→ **Reading passage**
::::::

The right of Self-defence


Imagine the situation, when someone suddenly attacks you — say a man barges into your office with a gun, already firing bullets — you don’t have the luxury to sit and calculate, “hmm… should I strike back softly or strongly? What is the exact proportionate response?” No! The human instinct is to act and preserve life. That instinct, in law, is known as private defence.



For centuries, Hindu philosophy too has recognised this instinct — because Jeevan Raksha is not violence, it is an act of Dharma. Even the principle of Ahimsa, never meant passively allowing harm. It meant: do not cause unnecessary injury to other beings. But when life itself is under threat, the effort to protect that life is part of Ahimsa, because Ahimsa begins with protecting the living flame of one’s own existence.


Yet, in courtrooms, judges often treated private defence like a secondary excuse: “Yes, maybe you saved your life, but was your counter‑action exactly proportionate?” Although, The Supreme Court in Rakesh Dutt Sharma Vs. State of Uttarakhand (2025) reminded us of this reality. It leaned on the earlier Darshan Singh Vs. State of Punjab (2010) case, where a doctor in his own clinic was shot at, and fired back to protect life. The Supreme Court said clearly: self‑defence cannot be weighed in golden scales. You cannot expect mathematical perfection when survival is at stake. 


Now, as a vegan, I feel that to protect your own life or the life of an innocent animal under assault — that is the truest practice of Ahimsa. Because life is sacred, whether it is the trembling goat at the butcher’s shop or the trembling doctor in a clinic. Both deserve defence. Both deserve the shield of protection.


If you read my next post on the *Right of Self-defence under the Indian Penal Code (IPC)*, you may find through various real-life stories that survival is not a sin. Protecting life — human or non‑human — is not cruelty, it is compassion in action. The law must breathe with the realities of India, where dangers come suddenly, and instincts guide action. In that moment, self‑defence is true Dharma.

::::::

Spatial localization data:
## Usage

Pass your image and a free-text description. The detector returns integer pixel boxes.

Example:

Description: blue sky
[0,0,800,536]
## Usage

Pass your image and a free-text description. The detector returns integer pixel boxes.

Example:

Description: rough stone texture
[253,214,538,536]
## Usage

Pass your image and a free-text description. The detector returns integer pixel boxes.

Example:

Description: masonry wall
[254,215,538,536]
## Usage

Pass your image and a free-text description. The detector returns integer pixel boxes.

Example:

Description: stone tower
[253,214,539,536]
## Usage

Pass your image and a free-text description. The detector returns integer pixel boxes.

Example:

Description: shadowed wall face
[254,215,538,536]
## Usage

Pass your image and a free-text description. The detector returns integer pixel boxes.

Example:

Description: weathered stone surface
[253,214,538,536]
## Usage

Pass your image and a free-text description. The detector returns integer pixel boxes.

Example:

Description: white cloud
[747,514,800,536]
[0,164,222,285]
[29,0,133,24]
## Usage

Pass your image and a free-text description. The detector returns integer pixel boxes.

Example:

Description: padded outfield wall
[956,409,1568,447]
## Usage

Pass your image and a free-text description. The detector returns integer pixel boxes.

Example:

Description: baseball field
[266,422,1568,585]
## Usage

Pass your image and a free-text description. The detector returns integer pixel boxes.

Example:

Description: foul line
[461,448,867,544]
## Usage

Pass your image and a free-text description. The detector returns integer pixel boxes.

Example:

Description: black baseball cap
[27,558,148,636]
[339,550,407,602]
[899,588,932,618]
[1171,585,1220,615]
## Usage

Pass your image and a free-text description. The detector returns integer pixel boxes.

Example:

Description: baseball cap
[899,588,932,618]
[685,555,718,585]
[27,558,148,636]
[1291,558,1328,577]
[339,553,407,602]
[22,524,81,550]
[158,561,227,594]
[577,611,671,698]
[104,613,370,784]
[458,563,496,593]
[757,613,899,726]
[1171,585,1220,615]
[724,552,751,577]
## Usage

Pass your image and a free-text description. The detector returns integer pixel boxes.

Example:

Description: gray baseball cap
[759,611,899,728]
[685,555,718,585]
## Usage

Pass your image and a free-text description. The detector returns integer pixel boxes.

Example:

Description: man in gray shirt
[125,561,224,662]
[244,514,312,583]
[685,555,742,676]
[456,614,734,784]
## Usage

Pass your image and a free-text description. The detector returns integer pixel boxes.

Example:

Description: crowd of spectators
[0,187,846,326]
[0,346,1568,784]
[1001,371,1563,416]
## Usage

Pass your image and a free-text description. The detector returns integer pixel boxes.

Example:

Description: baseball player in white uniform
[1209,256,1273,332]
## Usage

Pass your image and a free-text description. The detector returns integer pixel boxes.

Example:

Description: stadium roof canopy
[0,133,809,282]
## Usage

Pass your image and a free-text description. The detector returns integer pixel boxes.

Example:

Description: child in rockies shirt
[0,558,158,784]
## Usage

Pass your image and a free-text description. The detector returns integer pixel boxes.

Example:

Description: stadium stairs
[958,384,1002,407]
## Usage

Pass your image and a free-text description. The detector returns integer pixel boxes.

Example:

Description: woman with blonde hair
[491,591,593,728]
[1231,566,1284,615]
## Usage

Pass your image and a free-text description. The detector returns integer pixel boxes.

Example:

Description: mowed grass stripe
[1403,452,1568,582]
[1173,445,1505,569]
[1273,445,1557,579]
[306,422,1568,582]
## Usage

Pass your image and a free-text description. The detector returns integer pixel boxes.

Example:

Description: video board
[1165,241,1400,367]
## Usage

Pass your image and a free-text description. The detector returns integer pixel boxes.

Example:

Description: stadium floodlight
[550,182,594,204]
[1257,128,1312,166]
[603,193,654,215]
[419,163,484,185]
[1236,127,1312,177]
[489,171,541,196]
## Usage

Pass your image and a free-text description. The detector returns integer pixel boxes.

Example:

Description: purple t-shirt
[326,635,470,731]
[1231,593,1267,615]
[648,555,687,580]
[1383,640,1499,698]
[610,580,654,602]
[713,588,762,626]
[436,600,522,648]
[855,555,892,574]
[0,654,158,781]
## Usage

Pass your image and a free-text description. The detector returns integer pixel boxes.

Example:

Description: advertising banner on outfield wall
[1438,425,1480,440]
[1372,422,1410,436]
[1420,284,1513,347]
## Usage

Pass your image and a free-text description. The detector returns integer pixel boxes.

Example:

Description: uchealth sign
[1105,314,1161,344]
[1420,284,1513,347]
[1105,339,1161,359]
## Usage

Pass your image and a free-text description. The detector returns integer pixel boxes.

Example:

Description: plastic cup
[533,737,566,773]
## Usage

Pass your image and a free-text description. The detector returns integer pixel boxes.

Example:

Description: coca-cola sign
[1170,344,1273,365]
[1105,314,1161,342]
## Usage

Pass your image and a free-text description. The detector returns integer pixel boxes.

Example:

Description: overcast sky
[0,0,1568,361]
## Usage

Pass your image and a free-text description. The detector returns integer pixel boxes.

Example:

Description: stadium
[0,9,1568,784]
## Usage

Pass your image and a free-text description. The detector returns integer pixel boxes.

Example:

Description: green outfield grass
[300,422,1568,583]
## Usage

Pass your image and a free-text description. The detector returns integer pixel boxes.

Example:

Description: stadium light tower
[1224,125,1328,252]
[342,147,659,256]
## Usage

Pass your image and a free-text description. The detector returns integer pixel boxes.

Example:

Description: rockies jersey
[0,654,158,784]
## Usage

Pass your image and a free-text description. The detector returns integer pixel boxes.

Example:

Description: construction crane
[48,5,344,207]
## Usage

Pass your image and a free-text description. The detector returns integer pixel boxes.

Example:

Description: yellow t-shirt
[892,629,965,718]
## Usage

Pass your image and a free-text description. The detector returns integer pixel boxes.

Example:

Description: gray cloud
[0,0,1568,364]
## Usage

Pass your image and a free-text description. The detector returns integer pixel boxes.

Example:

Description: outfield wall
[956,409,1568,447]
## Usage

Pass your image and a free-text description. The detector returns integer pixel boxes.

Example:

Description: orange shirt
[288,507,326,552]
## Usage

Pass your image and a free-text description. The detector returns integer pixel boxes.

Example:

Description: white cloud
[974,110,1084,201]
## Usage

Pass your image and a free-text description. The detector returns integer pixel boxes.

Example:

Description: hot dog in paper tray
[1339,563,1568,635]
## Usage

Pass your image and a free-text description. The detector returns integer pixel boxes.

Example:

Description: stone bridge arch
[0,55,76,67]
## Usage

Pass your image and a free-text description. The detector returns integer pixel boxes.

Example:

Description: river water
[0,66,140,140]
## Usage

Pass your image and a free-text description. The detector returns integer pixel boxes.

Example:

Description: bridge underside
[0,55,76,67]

::::::

From the piece on the right of self-defence, write out the passage that begins at the words "Yet, in courtrooms, judges" and stops after "is at stake.".

Yet, in courtrooms, judges often treated private defence like a secondary excuse: “Yes, maybe you saved your life, but was your counter‑action exactly proportionate?” Although, The Supreme Court in Rakesh Dutt Sharma Vs. State of Uttarakhand (2025) reminded us of this reality. It leaned on the earlier Darshan Singh Vs. State of Punjab (2010) case, where a doctor in his own clinic was shot at, and fired back to protect life. The Supreme Court said clearly: self‑defence cannot be weighed in golden scales. You cannot expect mathematical perfection when survival is at stake.